- **Selected excerpt**:
The world is an empty space waiting to be filled. By YOU.

I’ve been working on three projects over the past ten weeks that have helped me see the future. All three companies are well funded, well connected RDCs. All three companies are missionary entrepreneurs. All three companies are on a mission to change and reinvent the world for the better.

And I have to say that I haven’t felt as agitated and stimulated and excited for a long time. The possibilities literally are endless. And while it is impossible to predict exactly when this or that will happen, 2045 is looming as a pretty big year.

2045 is the year futurist Ray Kurzweil predicts a technological singularity. The year TIME Magazine predicts man will become immortal. The year NASA predicts a manned mission and colonisation of Jupiter’s moon Callisto. The year when we will all be driving [or not driving] self-driving cars.

Sometimes it feels like I’m experiencing another chapter of an Arthur C. Clarke novel. Then I’m reminded that the companies behind these crazy ventures and schemes are real, multi-billion dollars businesses who employ thousands of people, today.

- **Tasks**:
1. In the passage on 2045, copy everything from "The world is" down to "for the better.", substituting "six months" for "ten weeks".
2. Pick up the passage on 2045 after its final sentence and continue it.
The lines after this come from a separate source.

- **Entries**:
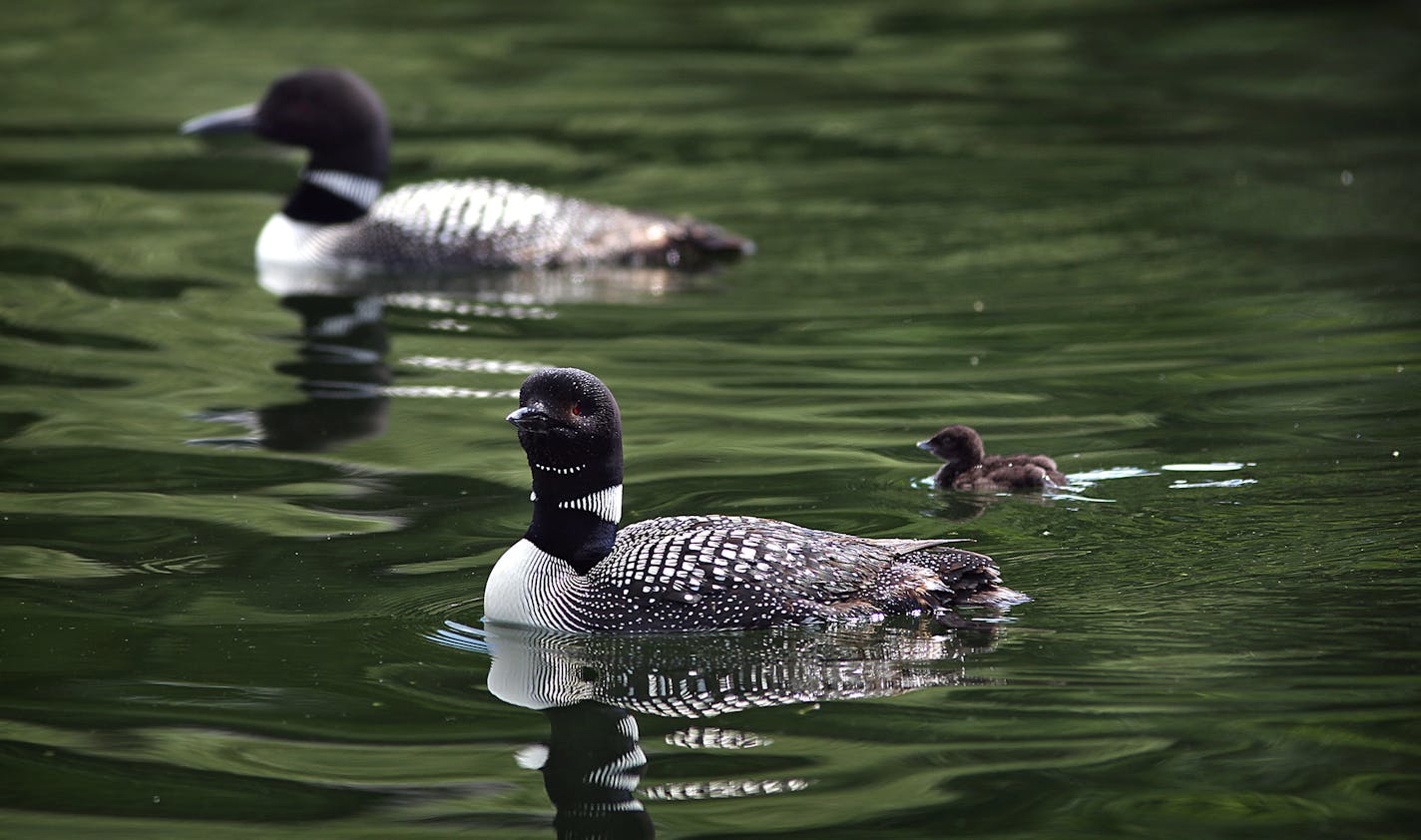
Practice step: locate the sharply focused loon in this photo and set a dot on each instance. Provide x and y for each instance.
(575, 572)
(338, 219)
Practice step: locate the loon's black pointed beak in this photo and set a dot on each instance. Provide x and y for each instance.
(243, 118)
(529, 418)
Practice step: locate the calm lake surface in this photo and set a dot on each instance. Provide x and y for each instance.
(1174, 244)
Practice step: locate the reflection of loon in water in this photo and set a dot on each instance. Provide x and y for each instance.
(342, 370)
(590, 685)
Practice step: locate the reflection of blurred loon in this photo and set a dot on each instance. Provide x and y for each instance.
(342, 372)
(337, 217)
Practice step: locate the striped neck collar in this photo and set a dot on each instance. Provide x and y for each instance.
(357, 190)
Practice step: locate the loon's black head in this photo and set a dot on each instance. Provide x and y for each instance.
(570, 427)
(958, 445)
(330, 111)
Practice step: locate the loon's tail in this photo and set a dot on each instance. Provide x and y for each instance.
(961, 576)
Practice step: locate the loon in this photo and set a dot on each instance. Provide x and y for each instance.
(575, 572)
(337, 217)
(969, 468)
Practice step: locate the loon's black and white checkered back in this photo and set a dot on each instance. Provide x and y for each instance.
(736, 572)
(488, 223)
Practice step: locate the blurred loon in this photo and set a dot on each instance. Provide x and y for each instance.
(575, 572)
(338, 219)
(969, 468)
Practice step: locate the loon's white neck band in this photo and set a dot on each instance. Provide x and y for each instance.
(603, 504)
(358, 190)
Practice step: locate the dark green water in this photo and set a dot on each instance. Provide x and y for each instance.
(1139, 236)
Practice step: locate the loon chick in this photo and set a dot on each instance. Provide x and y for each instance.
(575, 572)
(969, 468)
(337, 217)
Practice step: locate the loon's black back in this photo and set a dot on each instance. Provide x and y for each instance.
(573, 571)
(337, 217)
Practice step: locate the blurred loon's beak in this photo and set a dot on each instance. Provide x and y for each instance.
(243, 118)
(529, 418)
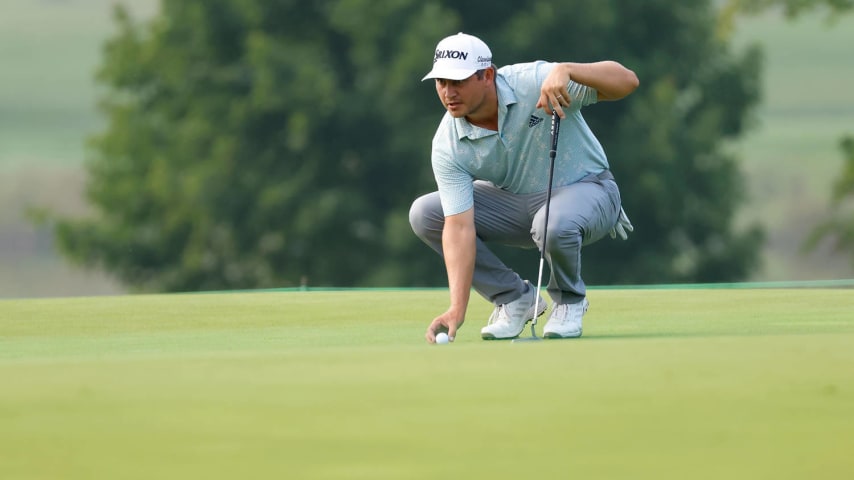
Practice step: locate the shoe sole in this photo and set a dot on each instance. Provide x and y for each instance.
(554, 335)
(489, 336)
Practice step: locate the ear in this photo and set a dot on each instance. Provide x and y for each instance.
(489, 74)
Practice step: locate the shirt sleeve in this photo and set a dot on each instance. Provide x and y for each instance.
(456, 189)
(582, 95)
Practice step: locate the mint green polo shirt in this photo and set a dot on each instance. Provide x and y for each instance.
(516, 157)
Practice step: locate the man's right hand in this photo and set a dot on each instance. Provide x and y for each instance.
(447, 322)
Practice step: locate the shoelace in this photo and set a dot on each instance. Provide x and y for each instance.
(496, 315)
(565, 317)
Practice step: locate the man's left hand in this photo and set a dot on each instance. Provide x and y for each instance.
(623, 226)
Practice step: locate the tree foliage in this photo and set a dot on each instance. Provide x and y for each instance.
(839, 226)
(260, 143)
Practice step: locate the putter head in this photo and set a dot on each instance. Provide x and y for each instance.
(532, 338)
(527, 340)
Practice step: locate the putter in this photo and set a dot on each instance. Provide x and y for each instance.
(552, 154)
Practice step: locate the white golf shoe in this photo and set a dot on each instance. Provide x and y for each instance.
(565, 320)
(508, 320)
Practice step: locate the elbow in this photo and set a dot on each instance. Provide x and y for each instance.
(632, 82)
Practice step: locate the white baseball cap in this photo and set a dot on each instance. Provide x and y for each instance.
(457, 57)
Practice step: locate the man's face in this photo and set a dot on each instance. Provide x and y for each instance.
(464, 97)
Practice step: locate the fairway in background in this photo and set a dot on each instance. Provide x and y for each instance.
(700, 384)
(792, 157)
(49, 51)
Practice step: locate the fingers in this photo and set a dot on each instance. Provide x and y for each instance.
(452, 332)
(441, 324)
(554, 100)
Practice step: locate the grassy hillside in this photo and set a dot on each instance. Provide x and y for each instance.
(792, 157)
(665, 384)
(49, 50)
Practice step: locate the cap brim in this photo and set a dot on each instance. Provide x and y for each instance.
(449, 73)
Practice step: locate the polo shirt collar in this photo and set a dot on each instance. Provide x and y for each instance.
(506, 97)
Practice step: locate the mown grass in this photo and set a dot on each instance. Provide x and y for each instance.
(320, 385)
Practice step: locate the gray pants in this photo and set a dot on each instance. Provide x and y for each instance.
(579, 214)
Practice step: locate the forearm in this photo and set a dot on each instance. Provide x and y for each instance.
(458, 245)
(612, 80)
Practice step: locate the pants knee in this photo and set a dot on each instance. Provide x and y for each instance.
(426, 216)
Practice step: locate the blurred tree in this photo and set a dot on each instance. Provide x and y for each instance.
(839, 226)
(261, 143)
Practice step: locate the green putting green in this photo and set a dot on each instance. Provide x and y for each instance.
(666, 383)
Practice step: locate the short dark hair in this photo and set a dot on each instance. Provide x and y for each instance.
(481, 72)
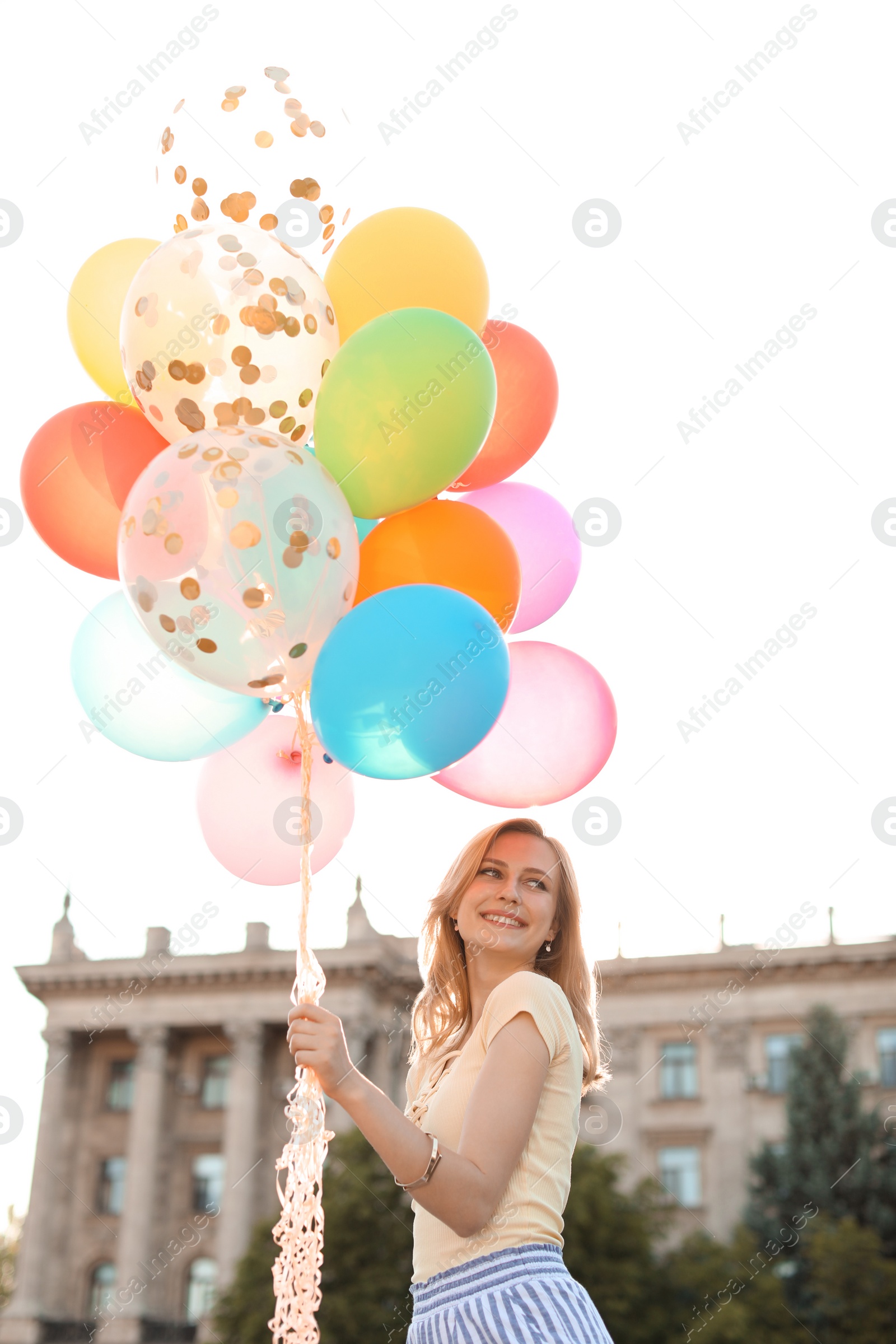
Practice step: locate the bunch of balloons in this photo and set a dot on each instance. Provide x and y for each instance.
(302, 483)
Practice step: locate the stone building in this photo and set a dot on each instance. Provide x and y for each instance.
(700, 1049)
(163, 1108)
(163, 1116)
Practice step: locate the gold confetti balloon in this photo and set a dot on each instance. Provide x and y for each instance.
(227, 327)
(238, 554)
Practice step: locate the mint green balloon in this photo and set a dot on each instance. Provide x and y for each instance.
(406, 405)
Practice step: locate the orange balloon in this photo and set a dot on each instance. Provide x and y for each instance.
(449, 543)
(526, 408)
(76, 478)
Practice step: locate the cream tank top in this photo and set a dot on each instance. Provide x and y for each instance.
(531, 1208)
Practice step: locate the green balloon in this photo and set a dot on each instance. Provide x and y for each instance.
(405, 408)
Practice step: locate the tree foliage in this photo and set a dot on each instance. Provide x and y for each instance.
(814, 1258)
(837, 1158)
(610, 1244)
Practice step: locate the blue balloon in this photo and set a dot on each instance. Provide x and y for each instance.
(409, 682)
(365, 526)
(136, 696)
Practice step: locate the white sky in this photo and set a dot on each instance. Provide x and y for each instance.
(723, 240)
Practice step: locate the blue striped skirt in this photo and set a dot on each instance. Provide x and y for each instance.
(523, 1295)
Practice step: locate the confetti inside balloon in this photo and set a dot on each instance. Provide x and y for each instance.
(227, 327)
(240, 554)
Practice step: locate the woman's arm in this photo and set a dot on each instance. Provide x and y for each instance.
(466, 1186)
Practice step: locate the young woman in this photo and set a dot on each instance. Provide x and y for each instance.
(506, 1042)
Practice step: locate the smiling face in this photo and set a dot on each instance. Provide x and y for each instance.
(510, 906)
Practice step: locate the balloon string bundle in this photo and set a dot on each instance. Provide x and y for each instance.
(300, 1231)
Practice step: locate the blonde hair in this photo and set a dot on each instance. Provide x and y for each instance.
(442, 1007)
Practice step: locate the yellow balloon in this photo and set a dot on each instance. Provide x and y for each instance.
(95, 311)
(406, 259)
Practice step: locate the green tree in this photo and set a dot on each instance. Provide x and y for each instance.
(244, 1311)
(851, 1285)
(367, 1258)
(610, 1248)
(837, 1158)
(730, 1294)
(368, 1237)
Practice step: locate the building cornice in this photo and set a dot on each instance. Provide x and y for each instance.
(381, 962)
(743, 963)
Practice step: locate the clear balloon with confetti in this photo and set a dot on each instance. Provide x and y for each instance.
(227, 327)
(240, 554)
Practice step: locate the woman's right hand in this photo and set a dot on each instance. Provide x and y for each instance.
(316, 1040)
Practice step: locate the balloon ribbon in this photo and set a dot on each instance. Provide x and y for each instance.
(300, 1231)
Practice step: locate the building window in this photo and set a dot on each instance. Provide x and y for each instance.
(209, 1182)
(680, 1174)
(216, 1082)
(112, 1184)
(887, 1057)
(120, 1093)
(102, 1282)
(778, 1061)
(679, 1070)
(202, 1288)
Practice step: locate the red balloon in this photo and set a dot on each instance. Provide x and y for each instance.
(76, 478)
(526, 408)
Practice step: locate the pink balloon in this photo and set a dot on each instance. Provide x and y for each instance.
(554, 734)
(249, 805)
(546, 542)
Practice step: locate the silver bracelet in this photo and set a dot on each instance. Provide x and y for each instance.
(436, 1158)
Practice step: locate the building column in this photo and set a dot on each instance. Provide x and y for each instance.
(144, 1140)
(241, 1146)
(19, 1322)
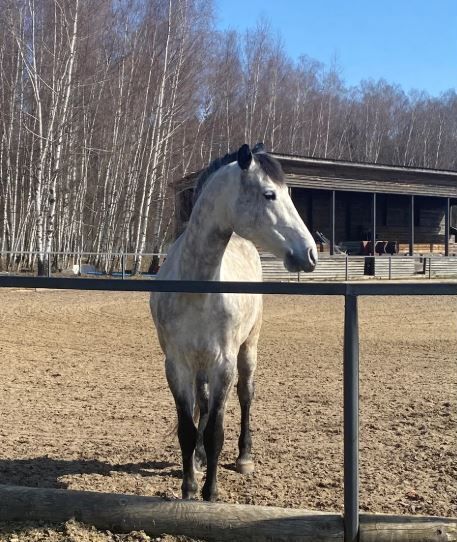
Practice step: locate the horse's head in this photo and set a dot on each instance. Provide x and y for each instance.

- **Answers for the exercise**:
1.
The world is an empty space waiting to be filled. By YOU.

I’ve been working on three projects over the past six months that have helped me see the future. All three companies are well funded, well connected RDCs. All three companies are missionary entrepreneurs. All three companies are on a mission to change and reinvent the world for the better.

2.
Looking at a closer time horizon, Kevin Kelly [the founding Executive Editor of Wired Magazine] says, “The next 20 years are going to make the last 20 just pale. We’re just at the beginning of the beginning of all these kinds of changes. There’s a sense that all the big things have happened, but relatively speaking, nothing big has happened yet.”

Nothing big has really happened! That’s the message I’m hearing. I’m also hearing it’s all about to really take off [like in the next 5-10 years]. All of this makes me think more about my life, and my future. What I do. How I do it. And how will I do it differently tomorrow. And because I’m now thinking about my future – and timelines and timeframes – I start thinking about my past.

When I grew up I was told the world is the way it is. At school I was taught that every major problem in life had already been solved, and all I needed to learn was the answers. And I could could find them in the teacher’s head or in the back of the book.

That educational message was not only a very limited view of life, it was wrong. Life is broad and rich once you discover one simple fact: The world is not an unsolved puzzle, waiting for the occasional genius to unlock its secrets. The world is an empty space waiting to be filled. And when you learn that you’ll never be the same again.

This is the world I’m working in right now. People who don’t stand by and watch others solve the mysteries and puzzles. People who set their sights higher than anyone can see. People who just take life on – influence it, shape it, change it, create it. Whatever “it” is, because “it” can be anything and everything.

Are you in?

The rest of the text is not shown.